▸ **Exercise set**:
1. Answer these questions from the text on the invalid regiment:
(a) What date is given for the other letter quoted at the start?
(b) How long has the regiment existed?
(c) Which two kinds of service are excepted in the claim that no regiment has done more duty?
2. Reproduce word for word the passage of the text on the invalid regiment from "The humanity of" up to and including "for that purpose.".
3. Please carry the text on the invalid regiment further, picking up after its final sentence.

▸ **Selected extract**:
##############################
In another letter dated 6th November. "Mr Bond informs me Congress having, by their committee, considered the Minister of wars plan for a reduction of the regiment, have ordered him to lay before them a particular state thereof."

From the above information I conceive Genl Lincolns plan is founded on a mistake & misinformation.

The humanity of all countries, extended to desabled [veterens] who have hazarded their lives on the service of their country, is not founded on a prospect of future, but a retrospective view of past services, but as persons supported at the expence of the publick owe it what services they are capable of, therefore such invalids as can still perform garrison duty are formed into corps for that purpose.

Genl Lincolns long continuance to the southward, and absence from the North river since the invalids have been on its banks have deprived him of opportunity to know personally what services the invalid regiment has rendered, therefore his opinion can be founded on information only, which has certainly mis stated the matter of fact. I can, with great propriety, assert that, fighting & long marches excepted, no regiment has done more duty, besides fatigues, it has now existed upwards of four years & I am as certain as the nature of the case will admit, that if all the times the men were two days out of three off duty were collected into one period, it would not amount to one year. I have heard many officers of marching regiments declare that their men, from seeing the duties & fatigues of the invalids, dread being transferred. The regiment has not had the honour to attend your Excellency into the field, but has been the means of more servicable men being called thereto.

That the regiment has not been situated so comfortably as was intended & could be wished is but too true; they have, in this respect, partaken of the distresses of their military brethren, [&] have supported them with no less alacrity.
##############################
(Some records)

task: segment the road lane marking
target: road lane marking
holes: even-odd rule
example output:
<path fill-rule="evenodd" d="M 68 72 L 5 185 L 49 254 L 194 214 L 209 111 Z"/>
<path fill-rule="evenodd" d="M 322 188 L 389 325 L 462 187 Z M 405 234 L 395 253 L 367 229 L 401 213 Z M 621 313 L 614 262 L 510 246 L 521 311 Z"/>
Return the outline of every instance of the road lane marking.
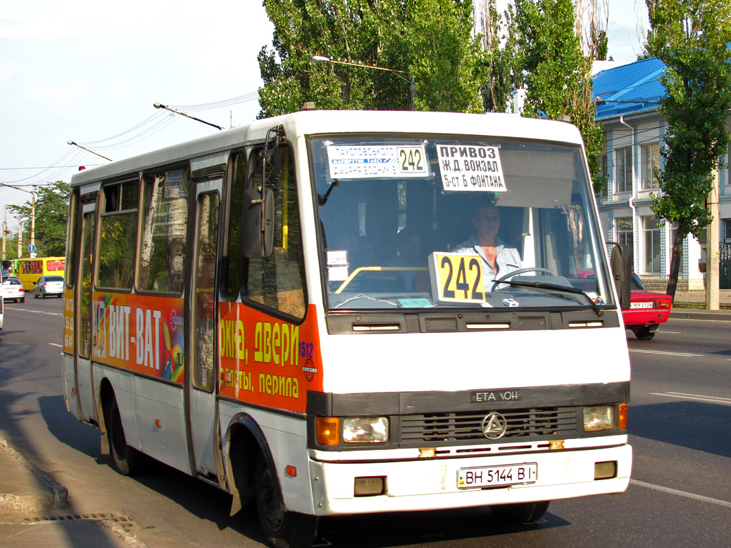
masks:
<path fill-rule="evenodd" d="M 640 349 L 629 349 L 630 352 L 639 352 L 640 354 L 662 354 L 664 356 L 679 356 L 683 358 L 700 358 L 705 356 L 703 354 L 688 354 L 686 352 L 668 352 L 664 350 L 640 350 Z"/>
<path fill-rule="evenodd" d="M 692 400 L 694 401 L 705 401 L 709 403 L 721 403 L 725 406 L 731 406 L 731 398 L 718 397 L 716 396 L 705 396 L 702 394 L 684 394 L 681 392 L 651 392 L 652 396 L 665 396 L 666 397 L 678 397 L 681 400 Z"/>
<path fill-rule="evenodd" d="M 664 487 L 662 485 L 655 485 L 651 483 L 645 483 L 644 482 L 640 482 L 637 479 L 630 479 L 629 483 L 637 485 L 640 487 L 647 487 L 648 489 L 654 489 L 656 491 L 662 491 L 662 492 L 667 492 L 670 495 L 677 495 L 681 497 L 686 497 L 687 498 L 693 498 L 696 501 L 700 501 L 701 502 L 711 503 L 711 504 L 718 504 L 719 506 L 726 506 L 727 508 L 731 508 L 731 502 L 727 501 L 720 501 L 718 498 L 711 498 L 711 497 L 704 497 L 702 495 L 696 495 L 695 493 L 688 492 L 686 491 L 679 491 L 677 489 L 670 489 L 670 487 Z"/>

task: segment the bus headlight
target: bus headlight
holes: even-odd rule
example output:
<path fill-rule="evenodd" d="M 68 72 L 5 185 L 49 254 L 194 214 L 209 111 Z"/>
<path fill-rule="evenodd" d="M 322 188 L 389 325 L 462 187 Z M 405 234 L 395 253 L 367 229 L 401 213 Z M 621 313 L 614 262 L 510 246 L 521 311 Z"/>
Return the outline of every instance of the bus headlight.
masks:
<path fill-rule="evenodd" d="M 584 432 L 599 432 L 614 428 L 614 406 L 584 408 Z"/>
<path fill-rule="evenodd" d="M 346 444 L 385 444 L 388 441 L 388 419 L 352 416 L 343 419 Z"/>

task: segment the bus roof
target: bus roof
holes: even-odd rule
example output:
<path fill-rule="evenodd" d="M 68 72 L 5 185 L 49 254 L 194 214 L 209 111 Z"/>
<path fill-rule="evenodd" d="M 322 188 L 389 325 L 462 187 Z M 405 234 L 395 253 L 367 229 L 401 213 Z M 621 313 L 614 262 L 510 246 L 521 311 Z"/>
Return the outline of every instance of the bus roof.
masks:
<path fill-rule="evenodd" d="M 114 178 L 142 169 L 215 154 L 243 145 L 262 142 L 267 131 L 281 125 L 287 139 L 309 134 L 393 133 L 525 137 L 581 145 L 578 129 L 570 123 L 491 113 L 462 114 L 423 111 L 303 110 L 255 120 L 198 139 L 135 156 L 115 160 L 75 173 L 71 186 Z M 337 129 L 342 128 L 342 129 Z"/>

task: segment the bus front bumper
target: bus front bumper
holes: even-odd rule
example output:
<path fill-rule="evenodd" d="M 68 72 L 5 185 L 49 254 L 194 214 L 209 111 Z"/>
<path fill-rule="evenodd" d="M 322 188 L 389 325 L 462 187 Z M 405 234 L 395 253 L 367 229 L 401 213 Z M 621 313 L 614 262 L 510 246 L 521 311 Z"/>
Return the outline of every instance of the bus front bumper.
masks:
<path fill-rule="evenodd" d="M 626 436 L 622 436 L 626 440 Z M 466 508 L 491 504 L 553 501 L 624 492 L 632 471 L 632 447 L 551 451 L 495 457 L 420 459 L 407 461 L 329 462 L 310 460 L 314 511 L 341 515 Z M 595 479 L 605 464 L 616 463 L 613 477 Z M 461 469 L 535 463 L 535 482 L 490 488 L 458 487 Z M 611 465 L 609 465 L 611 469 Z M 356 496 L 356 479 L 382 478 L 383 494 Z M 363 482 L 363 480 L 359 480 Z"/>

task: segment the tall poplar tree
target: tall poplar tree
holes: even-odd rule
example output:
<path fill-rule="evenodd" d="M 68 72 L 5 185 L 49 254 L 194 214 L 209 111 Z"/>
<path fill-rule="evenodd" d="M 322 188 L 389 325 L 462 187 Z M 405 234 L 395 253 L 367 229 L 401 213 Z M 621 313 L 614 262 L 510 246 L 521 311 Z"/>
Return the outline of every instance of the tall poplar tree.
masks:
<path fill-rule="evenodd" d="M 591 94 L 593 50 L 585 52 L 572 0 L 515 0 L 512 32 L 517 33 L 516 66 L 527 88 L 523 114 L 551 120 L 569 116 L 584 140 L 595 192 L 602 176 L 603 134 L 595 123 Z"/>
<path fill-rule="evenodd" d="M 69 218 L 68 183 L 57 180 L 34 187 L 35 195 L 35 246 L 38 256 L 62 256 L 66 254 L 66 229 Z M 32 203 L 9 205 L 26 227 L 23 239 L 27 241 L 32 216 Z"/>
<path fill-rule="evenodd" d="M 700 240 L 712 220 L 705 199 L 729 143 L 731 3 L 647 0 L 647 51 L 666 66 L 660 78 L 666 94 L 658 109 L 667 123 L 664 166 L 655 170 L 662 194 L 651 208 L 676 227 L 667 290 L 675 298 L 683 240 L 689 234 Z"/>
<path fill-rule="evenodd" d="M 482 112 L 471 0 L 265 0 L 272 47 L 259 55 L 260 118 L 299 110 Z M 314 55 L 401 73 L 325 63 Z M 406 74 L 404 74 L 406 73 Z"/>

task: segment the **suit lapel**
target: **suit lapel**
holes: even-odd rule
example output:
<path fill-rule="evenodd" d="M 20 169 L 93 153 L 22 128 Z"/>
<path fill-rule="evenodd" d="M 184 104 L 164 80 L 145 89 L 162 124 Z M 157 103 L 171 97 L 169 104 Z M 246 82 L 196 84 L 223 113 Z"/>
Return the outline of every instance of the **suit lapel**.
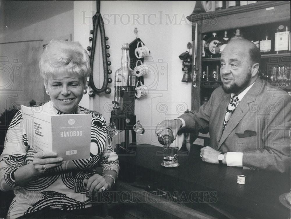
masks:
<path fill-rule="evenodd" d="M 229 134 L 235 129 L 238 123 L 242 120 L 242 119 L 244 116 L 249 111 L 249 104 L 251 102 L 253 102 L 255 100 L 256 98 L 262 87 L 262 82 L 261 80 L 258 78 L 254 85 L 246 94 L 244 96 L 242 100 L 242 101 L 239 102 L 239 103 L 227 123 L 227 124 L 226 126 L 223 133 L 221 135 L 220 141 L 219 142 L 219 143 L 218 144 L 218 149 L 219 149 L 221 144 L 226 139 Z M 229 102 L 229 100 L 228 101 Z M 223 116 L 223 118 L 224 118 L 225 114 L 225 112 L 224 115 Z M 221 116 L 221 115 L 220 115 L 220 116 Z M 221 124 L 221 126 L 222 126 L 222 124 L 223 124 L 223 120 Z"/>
##############################
▸ **Responses per task**:
1.
(a) 6th November
(b) Upwards of four years
(c) Fighting and long marches

2.
The humanity of all countries, extended to desabled [veterens] who have hazarded their lives on the service of their country, is not founded on a prospect of future, but a retrospective view of past services, but as persons supported at the expence of the publick owe it what services they are capable of, therefore such invalids as can still perform garrison duty are formed into corps for that purpose.

3.
The disabilities of invalids entitle them to certain indulgences beyond other soldiers, & which the latter can not repine at, as, in case of misfortunes, they will partake of them: no more military duty than one day of three should be required of them; they [were] stationary because one of the chief reasons for their being called from the field is an inability to march, & the same cause operates against their being sent on commands, nor should they be put on any fatigues, but for their own immediate benefits; as to other difficulties from want of pay, clothing &c. they must share them with the rest of the army, yet I conceive the disorders of many entitle them to some little preference in the latter. I do not conceive it impossible to put our invalids in the above situation.

Should the dismission of the corps be requisite I beg permission to point out the impropriety of the time, as probably all the steps requisite to the completion of the business cannot have place before christmas, at which inclement season of the year a number of disabled soldiers, some with wives and children, will have to travel every distance between this & the remotest parts of Newhampshire & Virginia, for which reason I conceive humanity requires its being deferred ’till spring.

That the original plan on which the corps was formed has been much deviated from is a fact that cannot be contrived, by which the publick expence has been extended beyond what was necessary, consequently a reformation of the corps requisite; this has been partly done last september but not complated, as the returns I had the honour to send you yesterday shew.

The above is, to the best of my recollection, the purport of my former letter I shall therefore trespass any further than to assure your Excellency I am with unfeigned respect Sr Your most obedient servant

Lewis Nicola Col. Inv.

DLC: Papers of George Washington.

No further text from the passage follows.